● ŹRÓDŁO
Jestem zła. Od rana biegam i ogarniam mieszkania, zrobiłam dwa prania, zmywarka puszczona, łazienka wysprzątana, kuchnia przemyta i ogarnięta, dziecko nakarmione i cały czas też pilnowane, spacer na słoneczku zaliczony, po powrocie zrobiony obiad, dziecko położone spać, K. cały czas w łóżku 'umiera'... Wracają rodzice, a tu.. cudowne ozdrowienie! Humor dobry, nawet mobilny się nam Pan zrobił! Przy mnie biedak cały czas smutny, a tu mama i tata weszli i uśmiech od ucha do ucha. Oczywiście do pracy nie poszedł.
Cały dzień biegam, jeszcze dzieckiem w stu procentach się zajmuję, bo on nie może podać smoczka jak płacze bo 'zaraża', Nie chce, żeby teściowie zastali dom w totalnym syfie, no dodatek żal mi dnia, bo dziś piękna pogoda była, nic tylko cały dzień poza domem spędzić, ale nie, myślę sobie, szkoda chłopaka, pielęgniarka mi się załączyła. Oczywiście na moja niekorzyść, bo ja teraz padam na ryjek, nic dla siebie nie zrobiłam pożytecznego, a reszta sobie siedzi przed tv i dobrze się bawi, więc na rowerek też tam nie pójdę bo będę oczywiście hałasować wrrr!
No mam wściekliznę.
Więc aktywność dziś zerowa, nie licząc sprzątania i tego spacerku ale to raptem 3km phi
:(
Menu:
I śniadanie: 200ml zupy meksykańskiej (trzeba pozjadać resztki żeby się nie zepsuło - mięso mielone, papryka, cebula, kukurydza, czerwona fasola) + kromka chleba
II śniadanie: 2 kawałki ciasta
III obiad: nie duża porcja carbonary
IV podwieczorek: znów kawałek ciasta i danio light waniliowe jakoś brakuje mi dziś słodkiego! Mam swoje zapasy smakołyków i walczę ze sobą, ale się nie dam!
Przynajmniej coś mi dziś wyszło - ponad 3 litry wody wypite plus 2 herbaty!
Justynak100885
6 maja 2013, 15:55na pewno spalilas sporo kcal przy tym sprzataniu :) ja mialam dzisiaj taki zabiegany dzien! pozdrawiam :)*
therock
5 maja 2013, 22:52'chory' facet... szkoda słów... my mimo że umieramy musimy wszystko ogarnąć oni sa na łożu śmierci...
Madeleine90
5 maja 2013, 22:33normalne zachowanie "chorego" faceta:) trzeba przywyknąć, że większość z nich zazwyczaj wyolbrzymia swoje "choroby":) nie pozostaje nic innego jak zaakceptować takie tymczasowe niedyspozycje:)
fantasia1983
5 maja 2013, 22:22oj tak, chodzi w sumie o to jak wpływa na nas nieopanowanie w jedzeniu.
klauduniek
5 maja 2013, 22:10to trzymam kciuki aby wszystko się ułożyło :)

● POLECENIE A
Odpowiedz krótko na pytania do wpisu powyżej:
(i) Ile kilometrów liczył spacer wspomniany we wpisie?
(ii) Co zjedzono na II śniadanie?
(iii) Jaką datę i godzinę ma komentarz użytkownika Madeleine90?

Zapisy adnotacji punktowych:
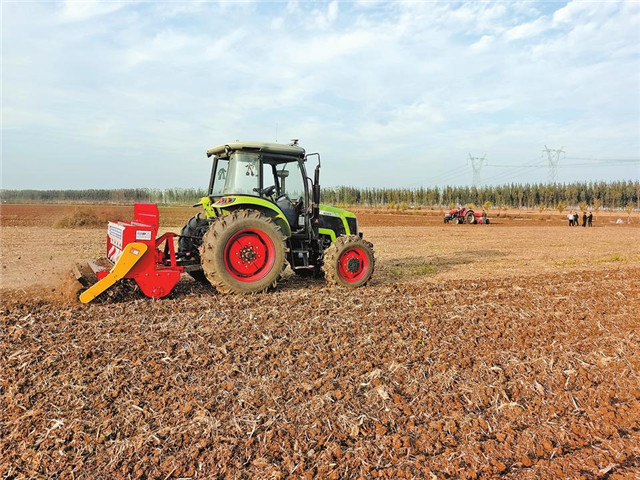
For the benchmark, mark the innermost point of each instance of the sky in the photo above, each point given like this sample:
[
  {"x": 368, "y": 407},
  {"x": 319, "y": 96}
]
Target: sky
[{"x": 391, "y": 94}]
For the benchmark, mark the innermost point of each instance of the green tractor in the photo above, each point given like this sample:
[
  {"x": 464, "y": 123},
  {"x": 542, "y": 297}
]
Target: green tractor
[{"x": 261, "y": 212}]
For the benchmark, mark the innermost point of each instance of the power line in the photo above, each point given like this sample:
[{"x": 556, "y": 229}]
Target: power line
[
  {"x": 553, "y": 157},
  {"x": 476, "y": 164}
]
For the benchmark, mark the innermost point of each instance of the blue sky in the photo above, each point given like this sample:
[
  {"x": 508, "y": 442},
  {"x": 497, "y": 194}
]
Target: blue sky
[{"x": 131, "y": 94}]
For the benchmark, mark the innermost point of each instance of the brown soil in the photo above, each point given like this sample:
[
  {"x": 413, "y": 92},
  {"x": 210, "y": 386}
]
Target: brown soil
[{"x": 476, "y": 352}]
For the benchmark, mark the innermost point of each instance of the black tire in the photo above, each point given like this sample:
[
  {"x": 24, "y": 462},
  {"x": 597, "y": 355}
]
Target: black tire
[
  {"x": 231, "y": 261},
  {"x": 190, "y": 241},
  {"x": 349, "y": 262},
  {"x": 469, "y": 217}
]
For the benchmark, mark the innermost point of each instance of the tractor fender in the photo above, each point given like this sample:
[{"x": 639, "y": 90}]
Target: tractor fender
[{"x": 231, "y": 203}]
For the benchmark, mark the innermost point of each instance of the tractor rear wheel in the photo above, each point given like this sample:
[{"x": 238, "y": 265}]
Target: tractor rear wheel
[
  {"x": 243, "y": 252},
  {"x": 190, "y": 241},
  {"x": 470, "y": 217},
  {"x": 349, "y": 261}
]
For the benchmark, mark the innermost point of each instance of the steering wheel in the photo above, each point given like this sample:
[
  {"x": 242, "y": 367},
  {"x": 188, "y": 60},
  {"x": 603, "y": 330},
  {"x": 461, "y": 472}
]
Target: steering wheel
[{"x": 269, "y": 191}]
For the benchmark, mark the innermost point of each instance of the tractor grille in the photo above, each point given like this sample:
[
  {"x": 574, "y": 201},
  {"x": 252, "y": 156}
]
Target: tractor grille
[
  {"x": 352, "y": 223},
  {"x": 332, "y": 223}
]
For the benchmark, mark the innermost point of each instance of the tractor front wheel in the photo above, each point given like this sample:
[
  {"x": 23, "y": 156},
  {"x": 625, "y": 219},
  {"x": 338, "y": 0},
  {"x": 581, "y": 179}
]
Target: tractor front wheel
[
  {"x": 243, "y": 252},
  {"x": 349, "y": 261},
  {"x": 470, "y": 217},
  {"x": 190, "y": 241}
]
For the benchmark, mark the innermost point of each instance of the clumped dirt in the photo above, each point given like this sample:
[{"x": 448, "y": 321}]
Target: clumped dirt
[
  {"x": 82, "y": 217},
  {"x": 512, "y": 377}
]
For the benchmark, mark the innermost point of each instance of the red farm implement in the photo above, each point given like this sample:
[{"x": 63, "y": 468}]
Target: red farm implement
[{"x": 133, "y": 251}]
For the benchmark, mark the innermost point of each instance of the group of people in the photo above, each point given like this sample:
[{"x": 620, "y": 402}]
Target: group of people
[{"x": 574, "y": 219}]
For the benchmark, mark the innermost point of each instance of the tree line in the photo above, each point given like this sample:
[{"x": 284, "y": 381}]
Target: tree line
[
  {"x": 121, "y": 195},
  {"x": 618, "y": 194},
  {"x": 611, "y": 195}
]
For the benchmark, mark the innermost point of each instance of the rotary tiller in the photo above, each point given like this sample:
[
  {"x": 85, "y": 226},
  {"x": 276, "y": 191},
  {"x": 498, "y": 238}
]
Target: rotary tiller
[{"x": 133, "y": 251}]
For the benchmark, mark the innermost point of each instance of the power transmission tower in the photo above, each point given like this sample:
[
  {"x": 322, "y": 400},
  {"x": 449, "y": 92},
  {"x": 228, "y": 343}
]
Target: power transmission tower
[
  {"x": 476, "y": 164},
  {"x": 553, "y": 157}
]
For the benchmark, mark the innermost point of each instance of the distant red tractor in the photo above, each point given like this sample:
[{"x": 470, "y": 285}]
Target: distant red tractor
[{"x": 466, "y": 215}]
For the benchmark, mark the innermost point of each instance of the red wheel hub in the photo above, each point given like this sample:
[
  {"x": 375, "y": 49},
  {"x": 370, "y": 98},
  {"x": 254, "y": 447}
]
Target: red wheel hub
[
  {"x": 249, "y": 255},
  {"x": 353, "y": 264}
]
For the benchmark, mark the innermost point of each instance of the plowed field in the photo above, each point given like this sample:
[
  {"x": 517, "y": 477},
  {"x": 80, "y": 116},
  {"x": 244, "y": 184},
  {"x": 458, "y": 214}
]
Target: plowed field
[{"x": 476, "y": 352}]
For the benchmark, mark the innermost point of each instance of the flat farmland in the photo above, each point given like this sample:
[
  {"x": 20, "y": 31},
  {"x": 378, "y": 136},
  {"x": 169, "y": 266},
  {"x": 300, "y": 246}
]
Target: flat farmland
[{"x": 502, "y": 351}]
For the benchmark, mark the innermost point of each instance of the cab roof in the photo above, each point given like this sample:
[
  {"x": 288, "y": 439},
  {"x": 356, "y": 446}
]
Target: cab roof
[{"x": 274, "y": 148}]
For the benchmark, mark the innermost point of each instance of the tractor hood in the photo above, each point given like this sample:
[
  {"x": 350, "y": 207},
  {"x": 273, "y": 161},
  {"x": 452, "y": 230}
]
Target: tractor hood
[
  {"x": 275, "y": 148},
  {"x": 335, "y": 212}
]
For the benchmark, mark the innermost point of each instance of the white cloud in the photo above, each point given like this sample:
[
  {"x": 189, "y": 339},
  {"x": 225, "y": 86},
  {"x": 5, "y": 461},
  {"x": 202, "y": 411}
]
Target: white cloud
[
  {"x": 359, "y": 83},
  {"x": 83, "y": 10}
]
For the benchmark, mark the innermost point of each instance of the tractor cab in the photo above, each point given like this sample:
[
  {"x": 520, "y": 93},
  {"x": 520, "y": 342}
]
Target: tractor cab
[{"x": 272, "y": 172}]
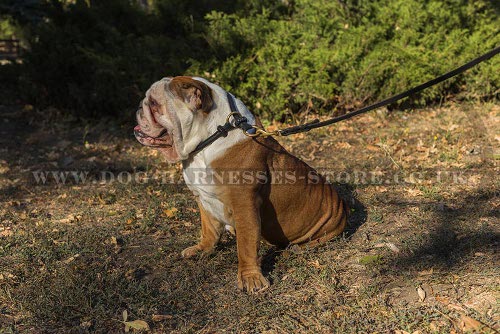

● POLECENIE B
Podaj liczbę wierszy listingu zawierających ciąg "green". Wielkość liter ma znaczenie, a odpowiedzią ma być sama liczba.

● ROZWIĄZANIE ZADANIA A
(i) Raptem 3 km.
(ii) 2 kawałki ciasta.
(iii) 5 maja 2013, 22:33.

● ROZWIĄZANIE ZADANIA B
2